§ **Exercise directions**: Can you write out the whole listing exactly?

** Begin Raw records **

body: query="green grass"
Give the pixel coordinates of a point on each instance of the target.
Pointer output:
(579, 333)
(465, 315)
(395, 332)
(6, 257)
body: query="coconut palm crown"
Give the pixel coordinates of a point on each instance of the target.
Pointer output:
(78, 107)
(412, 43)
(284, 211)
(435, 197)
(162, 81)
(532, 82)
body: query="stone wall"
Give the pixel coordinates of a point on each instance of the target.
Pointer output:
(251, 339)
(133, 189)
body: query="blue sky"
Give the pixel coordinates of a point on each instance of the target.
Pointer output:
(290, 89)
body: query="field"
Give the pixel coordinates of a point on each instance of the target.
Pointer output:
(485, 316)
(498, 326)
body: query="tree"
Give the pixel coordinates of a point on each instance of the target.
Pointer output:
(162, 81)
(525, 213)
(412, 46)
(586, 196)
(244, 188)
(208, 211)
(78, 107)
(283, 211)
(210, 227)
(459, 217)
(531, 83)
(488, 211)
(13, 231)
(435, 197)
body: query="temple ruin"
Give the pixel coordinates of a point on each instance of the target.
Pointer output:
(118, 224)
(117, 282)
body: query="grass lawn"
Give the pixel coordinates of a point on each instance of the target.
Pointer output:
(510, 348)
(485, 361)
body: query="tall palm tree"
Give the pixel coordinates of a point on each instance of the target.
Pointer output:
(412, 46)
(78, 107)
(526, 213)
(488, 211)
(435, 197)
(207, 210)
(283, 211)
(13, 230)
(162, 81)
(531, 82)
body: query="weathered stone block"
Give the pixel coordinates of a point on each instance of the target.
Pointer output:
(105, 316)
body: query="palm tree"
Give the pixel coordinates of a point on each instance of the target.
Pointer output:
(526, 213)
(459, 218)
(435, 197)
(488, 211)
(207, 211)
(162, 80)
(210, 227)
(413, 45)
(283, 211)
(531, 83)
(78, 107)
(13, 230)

** End Raw records **

§ **Expected answer**:
body: query="green grass"
Give the pixel coordinates of a point on each instance of the target.
Pointer output:
(579, 333)
(465, 315)
(395, 332)
(6, 257)
body: query="coconut palm crown"
Give the pixel coordinates of a point on each instance of the target.
Pointer output:
(78, 107)
(412, 43)
(284, 211)
(435, 197)
(162, 81)
(532, 82)
body: query="stone wall"
Give the pixel coordinates of a point on each instance of the target.
Pointer output:
(251, 339)
(133, 189)
body: query="blue sky"
Give the pixel coordinates of a point on each instance of the target.
Pointer output:
(290, 89)
body: query="field"
Give the pixel coordinates of a point on each instance of the target.
Pointer output:
(485, 316)
(498, 326)
body: query="tree"
Give the pixel coordinates of a point on each instance of the target.
Pointer output:
(162, 81)
(525, 213)
(412, 46)
(586, 196)
(244, 188)
(208, 211)
(78, 107)
(283, 211)
(210, 227)
(459, 217)
(531, 83)
(488, 211)
(13, 231)
(435, 197)
body: query="temple ruin"
Give the pixel coordinates of a point on each instance of the target.
Pointer output:
(118, 224)
(117, 282)
body: query="grass lawn"
Give the pixel coordinates of a point on each instance of the target.
Pointer output:
(510, 348)
(485, 361)
body: query="tall palm tree"
Give the pixel coordinates of a point on each instance of the target.
Pointer output:
(412, 46)
(78, 107)
(526, 213)
(488, 211)
(435, 197)
(207, 210)
(283, 211)
(13, 230)
(162, 81)
(531, 82)
body: query="weathered stone block"
Give the pixel coordinates of a point on each instance of the target.
Pointer output:
(105, 316)
body: query="palm tree"
Give the pixel coordinates of a point on each instance of the target.
Pointer output:
(526, 213)
(459, 218)
(435, 197)
(488, 211)
(207, 211)
(162, 80)
(210, 227)
(413, 45)
(283, 211)
(531, 83)
(78, 107)
(13, 230)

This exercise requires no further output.